This past June 16th, the Supreme Court of the U.S. announced two highly pernicious decisions not only for Argentina and its people, but for all those who defend sovereignty and the primacy of human rights over the claims of big capital. The Court rejected Argentina´s appeal, leaving firm the lower court rulings which, since 2012, order Argentina to pay 100% of the debt claimed by several investment funds known as vultures - led by NML Capital - and to pay in full before continuing to service the bonds it restructured in 2005 and 2010. Moreover, the Supreme Court upheld those same vulture funds’ demand that Argentina identify the assets it holds outside its own territory, in order to facilitate new actions seeking to collect what the U.S. courts have decided that Argentina owes them.
Both decisions are as reprehensible as expected. In a world where human life, the life of nature, sovereignty and the rights of peoples and nations are increasingly undermined by the actions of big business - the financialization and perpetual crisis of the global capitalist economy, the rise of the casino economy, the intensification of its exploitative and predatory power over human labor and natural goods – these decisions exemplify the consolidation of a legal-political institutionality that recognizes no limit to usury and capitalist greed. A veritable architecture of impunity that, starting with the U.S. Foreign Sovereign Immunity Act which in 1976 established that the sovereignty of nations ends when the market so decides, has been built up over the subsequent years of neoliberal boom through the signing of multiple treaties and agreements of “free trade”, “economic cooperation”, investment protection, and the waiver of national sovereignty to foreign courts and arbitration forums such as the ICSID.
The attack of these hedge funds is not new.
Notwithstanding the backing they have now received from the US’ highest court, it is part of a process of bloody, illegitimate, and illegal indebtedness whose high cost the people of Argentina have been paying for far too many years. Without going back any further in history, the bonds now in the claws of these vultures can be traced directly to the odious debts accumulated by the dictatorship (’76 - ’83) and the debt imposed during the ’90s, under the extorsive power of those same debts and the decisive support of the IMF, World Bank, Paris Club, and others. A debt that was found to be fraudulent and arbitrary (Olmos Case, Case No. 14.467, Federal Court No. 2 for Criminal and Correctional Matters, Federal Capital, July 13, 2000) and which is still the subject of ongoing judicial investigations in other Argentine courts.

| Stored data |
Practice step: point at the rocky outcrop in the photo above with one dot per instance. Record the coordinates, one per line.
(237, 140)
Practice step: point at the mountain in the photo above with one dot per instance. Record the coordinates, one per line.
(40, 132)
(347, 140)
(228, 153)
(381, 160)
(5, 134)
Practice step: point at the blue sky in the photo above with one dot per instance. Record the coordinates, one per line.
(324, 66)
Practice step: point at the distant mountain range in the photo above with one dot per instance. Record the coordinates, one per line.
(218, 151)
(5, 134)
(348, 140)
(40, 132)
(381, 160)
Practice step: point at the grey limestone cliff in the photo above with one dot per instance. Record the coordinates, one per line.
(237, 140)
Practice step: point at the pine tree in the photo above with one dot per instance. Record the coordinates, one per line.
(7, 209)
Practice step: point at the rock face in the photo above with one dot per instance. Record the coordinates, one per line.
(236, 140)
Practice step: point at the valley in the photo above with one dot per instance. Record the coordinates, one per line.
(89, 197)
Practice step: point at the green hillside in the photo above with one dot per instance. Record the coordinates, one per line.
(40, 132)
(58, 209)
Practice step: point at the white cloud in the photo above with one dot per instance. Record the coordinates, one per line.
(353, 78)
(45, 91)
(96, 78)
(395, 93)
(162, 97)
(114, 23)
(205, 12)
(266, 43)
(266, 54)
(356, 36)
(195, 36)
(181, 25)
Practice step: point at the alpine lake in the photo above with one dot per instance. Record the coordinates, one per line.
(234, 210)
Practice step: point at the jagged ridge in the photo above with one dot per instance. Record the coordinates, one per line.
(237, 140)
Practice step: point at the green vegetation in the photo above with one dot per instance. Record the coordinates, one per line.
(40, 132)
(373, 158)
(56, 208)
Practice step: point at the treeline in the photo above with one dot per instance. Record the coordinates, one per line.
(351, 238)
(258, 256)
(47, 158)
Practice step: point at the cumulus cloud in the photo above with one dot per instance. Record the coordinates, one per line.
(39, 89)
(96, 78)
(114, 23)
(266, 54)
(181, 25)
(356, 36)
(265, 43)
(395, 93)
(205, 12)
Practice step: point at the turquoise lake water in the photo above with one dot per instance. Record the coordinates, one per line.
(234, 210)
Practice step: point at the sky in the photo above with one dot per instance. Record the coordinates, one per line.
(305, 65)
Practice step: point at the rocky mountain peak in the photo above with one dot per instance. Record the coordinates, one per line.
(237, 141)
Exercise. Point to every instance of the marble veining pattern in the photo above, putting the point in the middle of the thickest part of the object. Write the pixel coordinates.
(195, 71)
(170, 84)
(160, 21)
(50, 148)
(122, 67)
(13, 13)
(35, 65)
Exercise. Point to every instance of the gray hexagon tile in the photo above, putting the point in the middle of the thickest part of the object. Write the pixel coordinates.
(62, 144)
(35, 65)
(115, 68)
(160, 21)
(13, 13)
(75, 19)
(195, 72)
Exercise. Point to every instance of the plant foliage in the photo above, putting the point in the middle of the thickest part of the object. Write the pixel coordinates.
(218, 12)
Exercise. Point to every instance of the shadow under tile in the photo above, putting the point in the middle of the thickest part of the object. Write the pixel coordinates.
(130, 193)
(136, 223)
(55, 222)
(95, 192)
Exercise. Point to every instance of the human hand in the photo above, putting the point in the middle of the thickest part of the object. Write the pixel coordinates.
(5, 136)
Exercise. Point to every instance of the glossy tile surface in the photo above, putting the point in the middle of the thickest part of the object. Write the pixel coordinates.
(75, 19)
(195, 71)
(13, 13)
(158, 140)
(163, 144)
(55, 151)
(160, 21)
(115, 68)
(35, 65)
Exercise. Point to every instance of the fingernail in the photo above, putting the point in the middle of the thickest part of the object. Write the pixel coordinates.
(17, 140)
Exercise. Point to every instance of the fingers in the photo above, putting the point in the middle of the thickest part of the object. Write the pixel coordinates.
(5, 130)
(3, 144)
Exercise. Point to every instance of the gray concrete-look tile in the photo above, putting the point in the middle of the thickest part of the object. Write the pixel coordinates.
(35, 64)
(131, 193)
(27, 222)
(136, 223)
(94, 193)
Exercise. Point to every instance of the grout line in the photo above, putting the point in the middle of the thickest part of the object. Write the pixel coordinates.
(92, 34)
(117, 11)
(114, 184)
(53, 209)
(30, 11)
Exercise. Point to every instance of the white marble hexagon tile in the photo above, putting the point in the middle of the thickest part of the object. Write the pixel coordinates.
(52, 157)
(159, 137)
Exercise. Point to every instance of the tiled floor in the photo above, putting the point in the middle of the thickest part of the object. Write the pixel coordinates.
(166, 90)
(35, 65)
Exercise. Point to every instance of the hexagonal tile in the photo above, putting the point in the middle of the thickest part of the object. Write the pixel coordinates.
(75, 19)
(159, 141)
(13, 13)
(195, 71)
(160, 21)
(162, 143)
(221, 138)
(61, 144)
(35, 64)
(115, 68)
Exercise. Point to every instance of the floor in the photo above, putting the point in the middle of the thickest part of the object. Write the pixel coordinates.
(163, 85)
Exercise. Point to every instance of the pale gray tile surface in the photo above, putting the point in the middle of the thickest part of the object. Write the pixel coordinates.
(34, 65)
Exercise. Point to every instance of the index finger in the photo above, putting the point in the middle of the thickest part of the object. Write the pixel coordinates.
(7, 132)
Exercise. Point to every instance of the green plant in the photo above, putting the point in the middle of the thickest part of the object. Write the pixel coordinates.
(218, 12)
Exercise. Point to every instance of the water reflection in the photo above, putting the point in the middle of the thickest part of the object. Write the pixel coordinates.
--
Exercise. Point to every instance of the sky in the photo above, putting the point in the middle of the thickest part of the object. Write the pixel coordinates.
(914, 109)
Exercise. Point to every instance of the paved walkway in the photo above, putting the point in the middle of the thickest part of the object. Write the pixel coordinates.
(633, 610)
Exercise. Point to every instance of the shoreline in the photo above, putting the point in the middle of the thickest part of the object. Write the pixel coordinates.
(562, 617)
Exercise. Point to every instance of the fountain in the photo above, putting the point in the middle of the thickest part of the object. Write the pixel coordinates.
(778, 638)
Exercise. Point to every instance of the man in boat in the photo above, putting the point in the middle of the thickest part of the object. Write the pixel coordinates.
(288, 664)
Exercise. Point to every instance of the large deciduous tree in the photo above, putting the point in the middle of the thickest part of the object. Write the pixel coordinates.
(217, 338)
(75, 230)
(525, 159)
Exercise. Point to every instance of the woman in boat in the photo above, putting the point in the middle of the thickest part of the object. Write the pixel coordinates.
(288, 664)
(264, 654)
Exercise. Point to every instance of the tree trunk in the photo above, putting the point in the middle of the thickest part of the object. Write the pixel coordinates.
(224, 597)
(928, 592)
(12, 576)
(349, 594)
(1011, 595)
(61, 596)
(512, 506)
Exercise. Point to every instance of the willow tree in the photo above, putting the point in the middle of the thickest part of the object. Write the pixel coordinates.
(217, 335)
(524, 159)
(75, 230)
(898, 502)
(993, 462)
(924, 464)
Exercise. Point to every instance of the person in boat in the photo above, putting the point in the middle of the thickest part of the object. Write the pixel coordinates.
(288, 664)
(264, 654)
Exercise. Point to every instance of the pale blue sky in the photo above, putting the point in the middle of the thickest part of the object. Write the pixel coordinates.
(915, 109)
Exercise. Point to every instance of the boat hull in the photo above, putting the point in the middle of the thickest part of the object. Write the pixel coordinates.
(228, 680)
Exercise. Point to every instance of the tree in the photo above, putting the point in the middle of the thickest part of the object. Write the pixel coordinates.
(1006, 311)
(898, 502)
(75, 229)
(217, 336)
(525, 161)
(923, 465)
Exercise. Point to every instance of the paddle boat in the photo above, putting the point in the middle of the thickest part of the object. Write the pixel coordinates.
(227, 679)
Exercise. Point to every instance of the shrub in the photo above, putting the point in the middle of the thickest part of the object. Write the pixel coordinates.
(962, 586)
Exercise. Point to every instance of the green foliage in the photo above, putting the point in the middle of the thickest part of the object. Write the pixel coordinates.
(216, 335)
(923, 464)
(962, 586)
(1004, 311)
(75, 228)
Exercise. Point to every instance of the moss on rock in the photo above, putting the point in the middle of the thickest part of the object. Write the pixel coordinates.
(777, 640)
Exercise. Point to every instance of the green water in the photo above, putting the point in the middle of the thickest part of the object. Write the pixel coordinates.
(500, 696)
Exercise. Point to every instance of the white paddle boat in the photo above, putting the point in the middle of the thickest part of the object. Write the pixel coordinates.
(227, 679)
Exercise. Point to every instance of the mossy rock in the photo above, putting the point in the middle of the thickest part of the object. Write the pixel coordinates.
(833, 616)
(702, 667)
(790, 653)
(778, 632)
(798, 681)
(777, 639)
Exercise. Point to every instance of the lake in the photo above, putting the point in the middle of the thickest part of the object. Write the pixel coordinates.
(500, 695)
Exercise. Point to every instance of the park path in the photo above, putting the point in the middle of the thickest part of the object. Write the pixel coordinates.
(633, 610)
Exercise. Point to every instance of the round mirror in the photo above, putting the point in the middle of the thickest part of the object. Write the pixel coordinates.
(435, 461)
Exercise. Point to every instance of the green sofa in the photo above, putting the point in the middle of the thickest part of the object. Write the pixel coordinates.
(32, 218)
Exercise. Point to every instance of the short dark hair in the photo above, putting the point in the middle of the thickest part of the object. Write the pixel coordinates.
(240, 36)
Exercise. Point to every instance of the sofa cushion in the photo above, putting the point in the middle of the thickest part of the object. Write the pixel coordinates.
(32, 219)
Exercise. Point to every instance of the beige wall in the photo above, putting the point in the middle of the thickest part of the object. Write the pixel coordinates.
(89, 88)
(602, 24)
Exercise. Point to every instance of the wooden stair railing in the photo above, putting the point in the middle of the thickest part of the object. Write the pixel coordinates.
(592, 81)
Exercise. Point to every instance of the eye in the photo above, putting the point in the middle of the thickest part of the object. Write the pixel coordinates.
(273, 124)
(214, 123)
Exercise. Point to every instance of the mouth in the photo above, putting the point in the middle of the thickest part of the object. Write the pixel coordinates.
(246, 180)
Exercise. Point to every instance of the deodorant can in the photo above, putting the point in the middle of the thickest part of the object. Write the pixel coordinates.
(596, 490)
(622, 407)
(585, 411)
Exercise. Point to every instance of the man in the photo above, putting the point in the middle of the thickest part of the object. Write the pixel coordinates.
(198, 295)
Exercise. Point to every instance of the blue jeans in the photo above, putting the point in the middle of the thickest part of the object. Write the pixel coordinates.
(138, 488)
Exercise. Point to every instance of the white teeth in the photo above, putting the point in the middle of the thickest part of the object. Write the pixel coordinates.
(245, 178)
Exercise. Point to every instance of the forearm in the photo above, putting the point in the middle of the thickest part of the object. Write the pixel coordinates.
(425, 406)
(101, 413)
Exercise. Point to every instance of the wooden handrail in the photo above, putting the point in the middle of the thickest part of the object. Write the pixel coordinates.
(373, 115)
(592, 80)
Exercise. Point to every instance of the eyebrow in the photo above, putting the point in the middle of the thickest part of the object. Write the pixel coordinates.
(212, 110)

| Tasks and exercises |
- a) Reproduce the article on Argentina's debt word for word, from "This past June" up to and including "Argentina owes them.".
- b) Resume the article on Argentina's debt, beginning right after its last sentence.
The lines are separate material and have no connection to the article on Argentina's debt.

| Task responses |
- a)
This past June 16th, the Supreme Court of the U.S. announced two highly pernicious decisions not only for Argentina and its people, but for all those who defend sovereignty and the primacy of human rights over the claims of big capital. The Court rejected Argentina´s appeal, leaving firm the lower court rulings which, since 2012, order Argentina to pay 100% of the debt claimed by several investment funds known as vultures - led by NML Capital - and to pay in full before continuing to service the bonds it restructured in 2005 and 2010. Moreover, the Supreme Court upheld those same vulture funds’ demand that Argentina identify the assets it holds outside its own territory, in order to facilitate new actions seeking to collect what the U.S. courts have decided that Argentina owes them.

- b)
30,000 peoples disappeared, the privatization and denationalization of public patrimony, the successive structural adjustments and the economic collapse of 2001 with its horrendous consequences in terms of impoverishment, unemployment, exclusion and the reorganization of the economy, deepening its exploitative and extractive nature so as to be better able to service a debt which, for its proven illegalities, long ago should have been declared null and void. These are just some examples of the human, social, economic, and ecological cost that will only continue to grow if the underlying problems are not addressed.
So far, the Argentine government has tried to “win” the game of debt, playing with the same rules established by its purported creditors. Its aim is to return to international capital markets in order to borrow more and continue its dependency and submission to the domination exercised by those very markets. While the government keeps betting on a “more humane” capitalism however, that same capital keeps reaffirming that its very nature is exploitative and predatory. The results are clear: despite the fact that Argentina has made debt service payments of more than USD 400 billion since the end of the dictatorship in 1983, and more than USD 174 billion in the last decade alone, over that same period the debt has increased from USD 43 billion to more than USD 240 billion. The fact that the partial moratorium on debt payments, after the collapse of 2001, allowed Argentina to begin a process of economic recovery, clearly shows that there are alternatives to paying over and over for a debt that is not even owed.
Do not let the vultures continue flying!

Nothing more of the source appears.